**Supplied text**

►

# Anyone want my OVH dedi? $60/mo



## willie (Oct 19, 2014)

- It's an old SP16 plan (formerly SP1): i5-3570S quad core processor, 16gb ram, 2x2TB SATA drives, 100 mbps network interface, unmetered traffic (I think), comes with 500gb of ftp/nfs backup storage at no extra charge, in BHS (Quebec) and billed through ovh.us.

- It expired a couple days ago (I migrated to a Hetzner server with more disk space) so it's in the 5 day suspension period and can be resurrected in the next few days

- It's an OVH brand server, NOT so-you-start (SYS), which means a few more amenities and differences.  The 500gb ftp storage (instead of 100gb) is the one I know of, but I think there are a few other things too. 

- The cheapest OVH brand server currently is $110 which is what makes me think someone might want this.  Current SYS servers are better values in terms of hardware though they have setup fees and are out of stock all the time.

- I'm not sure of the rules for transferring an OVH server to another person... in any case of course I'd want them to wipe my data before any transfer.

- I'm not sure at all that this is a desirable server to anyone, so am mentioning it just in case


----------



## sundaymouse (Oct 20, 2014)

◄

**What to do**
A) For each statement below, say whether it agrees with the OVH server thread, answering yes or no and quoting the words that decide it: (i) The server includes 100gb of backup storage. (ii) The poster has moved to a Hetzner server. (iii) The cheapest OVH brand server currently costs $110.
B) Extend the OVH server thread from the point where it stops.
The material after this point comes from a different source than the OVH server thread.

**Extracted entries**
►

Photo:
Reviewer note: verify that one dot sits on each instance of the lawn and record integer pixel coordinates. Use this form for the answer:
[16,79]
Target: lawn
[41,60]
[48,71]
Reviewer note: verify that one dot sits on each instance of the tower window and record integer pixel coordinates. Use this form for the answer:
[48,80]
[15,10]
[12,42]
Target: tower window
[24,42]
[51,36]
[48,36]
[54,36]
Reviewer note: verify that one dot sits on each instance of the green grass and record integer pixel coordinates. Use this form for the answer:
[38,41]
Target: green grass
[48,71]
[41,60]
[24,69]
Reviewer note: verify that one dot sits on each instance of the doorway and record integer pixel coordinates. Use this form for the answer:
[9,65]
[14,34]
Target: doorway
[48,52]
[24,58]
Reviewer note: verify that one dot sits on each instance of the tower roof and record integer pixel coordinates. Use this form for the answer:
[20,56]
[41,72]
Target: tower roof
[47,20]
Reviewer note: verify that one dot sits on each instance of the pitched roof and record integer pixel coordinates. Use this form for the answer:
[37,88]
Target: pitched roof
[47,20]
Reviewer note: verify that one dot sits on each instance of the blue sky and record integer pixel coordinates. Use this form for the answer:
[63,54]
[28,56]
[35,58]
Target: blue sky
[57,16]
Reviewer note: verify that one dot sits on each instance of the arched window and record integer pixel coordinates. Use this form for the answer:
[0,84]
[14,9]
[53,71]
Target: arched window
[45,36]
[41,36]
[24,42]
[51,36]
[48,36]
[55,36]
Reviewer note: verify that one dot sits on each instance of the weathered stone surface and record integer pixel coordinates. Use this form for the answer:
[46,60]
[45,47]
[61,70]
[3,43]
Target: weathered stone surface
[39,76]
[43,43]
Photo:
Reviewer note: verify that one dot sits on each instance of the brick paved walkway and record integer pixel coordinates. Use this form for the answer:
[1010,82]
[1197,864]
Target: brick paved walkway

◄

**Per-task outputs**
A)
(i) No: "comes with 500gb of ftp/nfs backup storage at no extra charge"
(ii) Yes: "I migrated to a Hetzner server with more disk space"
(iii) Yes: "The cheapest OVH brand server currently is $110"

B)
It is unlikely that OVH will transfer a suspended server; if buyer pays for the server to be resurrected, they are paying for the days of suspension which the server weren't theirs;

SYS servers for the same price (E3 1245v2, 32GB) do have failover IPs and DDoS VAC (close to OVH Dedi's service level), but only 100GB FTP storage.

Edit: fix typo.


----------



## willie (Oct 25, 2014)

I remember now what one of the other benefits was.  OVH branded servers are apparently eligible for OVH's anycast CDN and load balancing scheme, but I've heard SYS is not.  That by itself made me hesitate a little bit about letting go of this server, since I've been interested in anycast high availability.  But they say they'll offer it for OVH VPS targets pretty soon, and BuyVM is about to have its own low-end anycast, and I figure if I need OVH's version for anything serious, enough money will be involved to cover a more expensive OVH server.

I haven't gotten any notifications yet that this server is now permanently gone.  I don't remember if they send one or not.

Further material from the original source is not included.